[Listing]:
━━━━━━━━━━━━━━━━
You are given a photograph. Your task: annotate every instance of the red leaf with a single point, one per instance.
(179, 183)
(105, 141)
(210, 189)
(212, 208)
━━━━━━━━━━━━━━━━
[Exercise directions]: Output the data above again, line for line, with no changes.

[Answer to this exercise]:
You are given a photograph. Your task: annotate every instance of the red leaf with a single point, one per instance.
(179, 183)
(105, 141)
(210, 189)
(212, 208)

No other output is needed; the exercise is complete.